--- Aim of the exercise ---
Rewrite everything from the start of the listing down to the line containing "[[[9,536],[807,525],[807,190],[12,194]]]", changing "dark wave face" to "dark wave crest" and leaving the rest untouched.

--- Data excerpts ---
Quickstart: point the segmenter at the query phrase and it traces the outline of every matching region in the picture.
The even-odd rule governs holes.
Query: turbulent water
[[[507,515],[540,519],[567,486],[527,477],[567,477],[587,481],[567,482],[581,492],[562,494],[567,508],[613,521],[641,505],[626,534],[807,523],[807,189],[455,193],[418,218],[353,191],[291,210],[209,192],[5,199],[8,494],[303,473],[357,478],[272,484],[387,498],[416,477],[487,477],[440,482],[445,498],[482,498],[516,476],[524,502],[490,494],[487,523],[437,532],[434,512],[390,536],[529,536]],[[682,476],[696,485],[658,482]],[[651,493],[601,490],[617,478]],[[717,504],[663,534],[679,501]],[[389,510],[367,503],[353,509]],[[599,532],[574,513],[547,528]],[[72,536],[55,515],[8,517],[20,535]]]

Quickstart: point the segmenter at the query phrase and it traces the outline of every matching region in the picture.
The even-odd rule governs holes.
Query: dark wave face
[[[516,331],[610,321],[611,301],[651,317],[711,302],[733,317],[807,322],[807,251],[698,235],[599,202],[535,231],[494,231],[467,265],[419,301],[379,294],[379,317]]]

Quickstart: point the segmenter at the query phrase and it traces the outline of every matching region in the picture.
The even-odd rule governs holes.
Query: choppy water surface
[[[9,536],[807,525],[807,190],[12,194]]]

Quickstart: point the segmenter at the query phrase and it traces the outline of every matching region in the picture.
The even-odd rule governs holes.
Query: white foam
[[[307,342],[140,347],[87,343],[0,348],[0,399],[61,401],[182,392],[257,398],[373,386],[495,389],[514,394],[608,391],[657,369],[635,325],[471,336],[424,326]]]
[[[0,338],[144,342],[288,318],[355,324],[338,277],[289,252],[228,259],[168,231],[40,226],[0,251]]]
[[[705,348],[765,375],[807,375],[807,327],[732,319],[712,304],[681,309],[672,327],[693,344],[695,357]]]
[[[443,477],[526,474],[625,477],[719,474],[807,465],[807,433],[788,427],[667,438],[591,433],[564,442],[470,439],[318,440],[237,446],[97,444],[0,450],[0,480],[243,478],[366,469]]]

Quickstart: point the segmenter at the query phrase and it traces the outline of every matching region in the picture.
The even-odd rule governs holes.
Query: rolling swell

--- Correct result ---
Quickstart: point the segmenter at the query phrase and it traces the outline of every matching region in the picture.
The even-odd rule governs holes.
Query: turbulent water
[[[507,515],[540,519],[567,486],[527,477],[567,477],[587,481],[567,482],[581,492],[562,494],[567,508],[613,521],[641,505],[626,534],[807,523],[807,189],[455,193],[418,218],[353,191],[291,210],[209,192],[5,199],[8,494],[303,473],[357,478],[272,484],[387,498],[416,477],[487,477],[440,482],[445,498],[482,498],[516,476],[524,502],[490,494],[487,523],[437,532],[434,512],[390,536],[529,536]],[[682,476],[696,485],[658,482]],[[651,493],[601,490],[617,478]],[[717,504],[663,534],[679,501]],[[389,510],[367,503],[353,509]],[[599,532],[574,513],[547,528]],[[72,536],[55,515],[8,517],[20,535]]]

Quickstart: point the segmenter at the query phrase and it traces the outline of every matching region in the picture.
The even-odd rule governs holes.
Query: dark wave crest
[[[516,331],[610,321],[611,301],[651,317],[711,302],[733,317],[807,322],[807,251],[698,235],[599,202],[535,231],[494,231],[467,265],[419,301],[379,294],[379,317]]]

Quickstart: point the segmenter at the query phrase and it traces the outline of every matching region in the picture.
The even-odd rule governs holes.
Query: choppy water surface
[[[9,536],[807,525],[807,190],[12,194]]]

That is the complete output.